» **REQUIREMENTS**
Please repeat the records below, switching "fallen log" to "tree trunk" and leaving everything else unchanged.

· · · ·

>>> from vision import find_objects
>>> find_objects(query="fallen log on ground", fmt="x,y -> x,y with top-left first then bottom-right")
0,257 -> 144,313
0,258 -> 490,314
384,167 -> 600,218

· · · ·

» **RESPONSE TO THIS TASK**
>>> from vision import find_objects
>>> find_objects(query="tree trunk on ground", fmt="x,y -> x,y with top-left first then bottom-right")
0,257 -> 144,313
0,258 -> 490,314
384,167 -> 600,218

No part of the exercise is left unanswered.